WHAT THIS EXERCISE ASKS –
[A] Set down the bounding-box listing word for word, starting with the line that contains "translucent white body." and continuing through the end of the listing, both ends included. Leave any pictures out of your answer.
[B] Resume the article on oil pan and pump removal from the point where it stops.

Tackling Several Engine Projects, Pt. 7
Oil Pan and Pump Removal
The pan is poised and ready to come off. Everything is out of the way, and a 1⁄4” drive, 3/8” swivel socket is used to remove most of the fasteners as seen in Photo 133. The smaller 1⁄4” drive is less bulky, and can deliver all the torque that’s needed to remove these small bolts. There are two studs located on each end of the oil pan, and a 1⁄2” drive deep socket will replace the swivel socket for removing those.
Once all have been removed, the oil pan reinforcement rails come down first followed by the oil pan as seen in Photo 134. The pan is tipped down in the rear to clear the flex plate and torque converter. It’s a close fit, but it will come out. Remember to have the harmonic balancer positioned with the timing mark at 6 o’clock. This will put the crankshaft’s forward counterweights up inside the block giving the clearance needed to slide out the oil pan.
Photo 135 looks inside the removed oil pan. There was some sludge, but not as much as was expected. Also there were some chunks of fiber, most likely from a factory timing gear that had let go at some point in history before the vehicle joined our family.
Speaking of timing gears, many readers might be wondering why in the world the timing cover hasn’t been removed to get a look at the chain and gears. That’s a valid question, and something that should be done. After all, with the oil pan off, there’s no easier time to replace the chain and gear set. But the reason I’m not doing that is simple; they were all replaced very recently. I had a wakeup call when the nylon teeth sheared off the original factory gear in our 1986 Caprice, so preventative maintenance was performed with the El Camino and all was replaced.
With that explained, the oil pan is set aside to be cleaned and painted before reinstallation. The oil pump is now in plain view, and a 5/8” socket, extension and 1⁄2” drive breaker bar (flex handle to some folks) are the tools of choice for removal as seen in Photo 136.
Once the bolt is removed, the base of the pump requires several taps with a hammer to free it. Lower it straight down until the oil pump’s drive rod clears the engine, and set it aside. A new pump will be going back in its place, but the pickup screen will be removed from the old pump, cleaned and installed on the new pump. There is some masking and painting that still needs to be done, and having the oil pan off yields a little extra room. Replacing the pump at this time would just make masking the bottom end of the engine a bit more difficult, so for the moment that will wait.
At this point it’s never a bad idea to take a look at a connecting rod bearing or two. If there are any issues, it makes sense to discover them now, and think out the options. The #4 connecting rod was currently a low throw on the crankshaft and conveniently located, so its cap was unbolted. To remove it requires some gentle tapping back and forth on each side to free the bond. Carefully work it off the connecting rod studs. With the cap removed, there is a clear view of the lower half of the bearing insert as seen in Photo 137. Sure there is some visible wear on the insert, but nothing that has me running to the parts store. The engine has 225,000 miles on it, so that isn’t surprising, and the crankshaft journal looks fine. That perpendicular line going across the bottom of the insert is a small section of Plastigauge. If you’re not familiar with the product, it’s an inexpensive and accurate method used to measure bearing clearance. It is available in a couple of sizes, so you should know ahead of time the clearance range that’s required for your project. However, most good parts clerks will likely know what you need.

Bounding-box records
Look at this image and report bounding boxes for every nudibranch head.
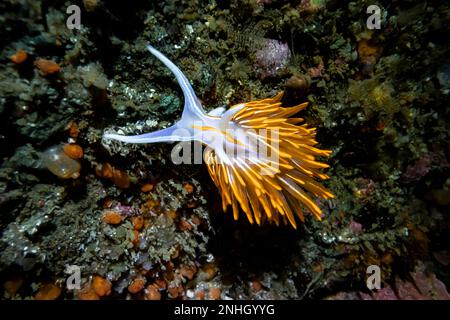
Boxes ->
[104,46,333,228]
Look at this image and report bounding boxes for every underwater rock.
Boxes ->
[9,49,28,64]
[63,143,83,159]
[41,146,81,179]
[255,39,291,79]
[34,59,61,76]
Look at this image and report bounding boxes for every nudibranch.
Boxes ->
[104,46,333,228]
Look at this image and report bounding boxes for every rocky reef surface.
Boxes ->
[0,0,450,300]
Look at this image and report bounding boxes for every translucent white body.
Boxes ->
[104,45,256,164]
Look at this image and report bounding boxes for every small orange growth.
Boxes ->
[167,284,184,299]
[34,59,61,76]
[166,210,178,220]
[145,284,161,300]
[141,183,153,192]
[9,49,28,64]
[102,210,122,225]
[209,287,222,300]
[154,278,167,290]
[191,215,202,226]
[95,163,113,179]
[201,263,217,281]
[65,121,80,138]
[131,216,144,231]
[187,200,197,209]
[131,230,139,246]
[102,199,113,209]
[77,286,100,300]
[195,290,205,300]
[183,183,194,194]
[63,143,83,159]
[34,283,61,300]
[180,265,197,280]
[128,278,145,294]
[92,276,112,297]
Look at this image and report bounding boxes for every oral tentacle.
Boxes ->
[147,45,205,117]
[103,124,193,143]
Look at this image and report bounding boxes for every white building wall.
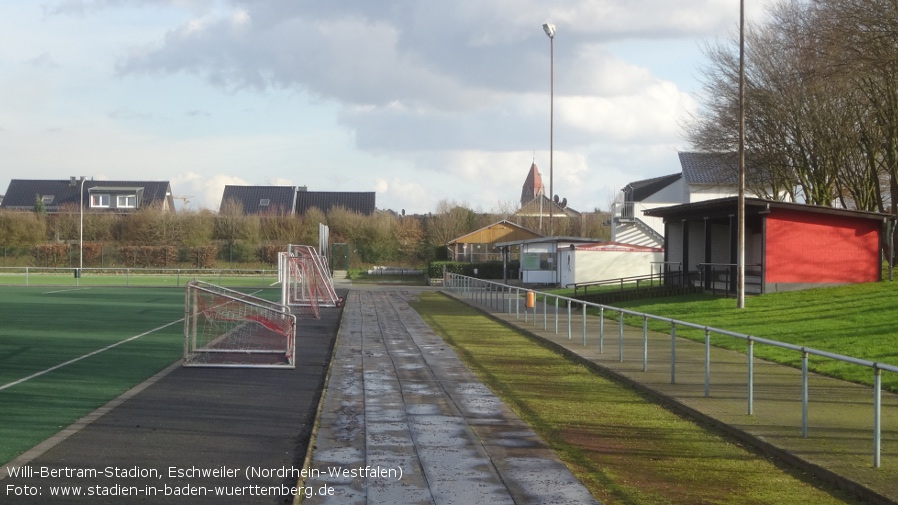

RESPONSES TO THE TASKS –
[A]
Look at this image and report bounding boxes for every translucent white body.
Boxes ->
[104,45,256,164]
Look at this image and report bounding boxes for every small orange growth.
Boxes ->
[167,284,184,299]
[34,59,61,76]
[166,210,178,220]
[145,284,161,300]
[141,183,153,192]
[9,49,28,64]
[102,210,122,225]
[209,287,222,300]
[154,278,167,290]
[191,215,202,226]
[95,163,113,179]
[201,263,217,281]
[65,121,80,138]
[131,216,144,231]
[187,200,197,209]
[131,230,139,246]
[102,199,113,209]
[77,286,100,300]
[195,290,205,300]
[183,183,194,194]
[63,143,83,159]
[34,283,61,300]
[180,265,197,280]
[128,278,145,294]
[92,276,112,297]
Look at this image and report bounding boxes for every oral tentacle.
Boxes ->
[147,45,205,117]
[103,124,193,143]
Look at this image and report bounding boxes for every white building wall.

[B]
For this engine the connecting rod clearance range is .0013”-.0035”. Remove the insert wiping both it and the bearing cap dry, and then replace the insert in the bearing cap. Also wipe the crankshaft journal dry as well. Place the Plastigauge across the bearing as shown in Photo 137, and carefully slide it onto the connecting rod studs. Progressively torque each stud until the desired torque level has been reached, (in this case 45 foot pounds) as shown in Photo 138. Then loosen the nuts and carefully remove the cap. The crushed Plastigauge is then measured against the paper sleeve that it came in to indicate the clearance as is being done in Photo 139.
If the width of the compressed Plastigauge is larger at one side than the other, this usually indicates a tapered journal. This journal is showing a clearance of .0015”. To possibly be a bit more accurate, the top insert could also be removed, and the entire journal and insert wiped free of oil for the test. Had this been a vehicle of unknown history, considerably more time would be spent checking the bearings and crankshaft journals. For more information about Plastigauge and how to use it, visit www.plastigaugeusa.com.
Installing the Oil pump and Pan
Before bolting on the new oil pump there are a few things to do. First remove the drive rod from the pump if it hasn’t already come loose. The plastic/nylon collar that joins the rod to the pump will be brittle with age, so usually a little sideways wobble is all that’s needed to pop the joining collar in half, and free the rod. Another collar is included with the new pump, but don’t install it just yet. The new pump doesn’t include a pickup screen; you either have to reuse the old one or purchase a new one. This one is perfectly serviceable, only needing to be cleaned. To remove it, secure the old pump in a vise, and while grabbing the pickup with your hands, rotate it back and forth while pulling it away from the pump.
Once free, clean and dry the pickup screen thoroughly. As a general rule, the pickup screen is perpendicular to the pump body. One manual stated the pickup should be installed parallel with the oil pan mounting rails on the block. To do this, the pump can be either held in place by hand, or loosely secured to the block with its bolt. Temporarily install the pickup with no more than hand pressure, there will be enough friction to keep the screen in place when you move it. Now judge it in relationship to the oil pan mounting rails, and move the pickup accordingly. When satisfied that it’s parallel, make a mark on the pump and tube with a sharpie so that you can reassemble it in the same location. Photo 140 shows the reference mark. Next remove and coat the inlet of the tube with a sealer; Permatex #1 is being used in Photo 141. Insert the tube into the pump with the marks aligned. The best method to install the pickup tube is to rest a snug- fitting open end wrench on the raised edge and tap it in with a hammer until it’s completely seated as seen in Photo 142. Clean up the drive rod and insert the plastic/nylon coupler onto the end as shown in Photo 143. If you prefer, it could be installed on the pump instead, it makes no difference. Line up the drive tang on the rod with the pump and slide the two together until you hear it snap in place. Photo 144 shows the drive rod installed and almost ready to be replaced in the engine.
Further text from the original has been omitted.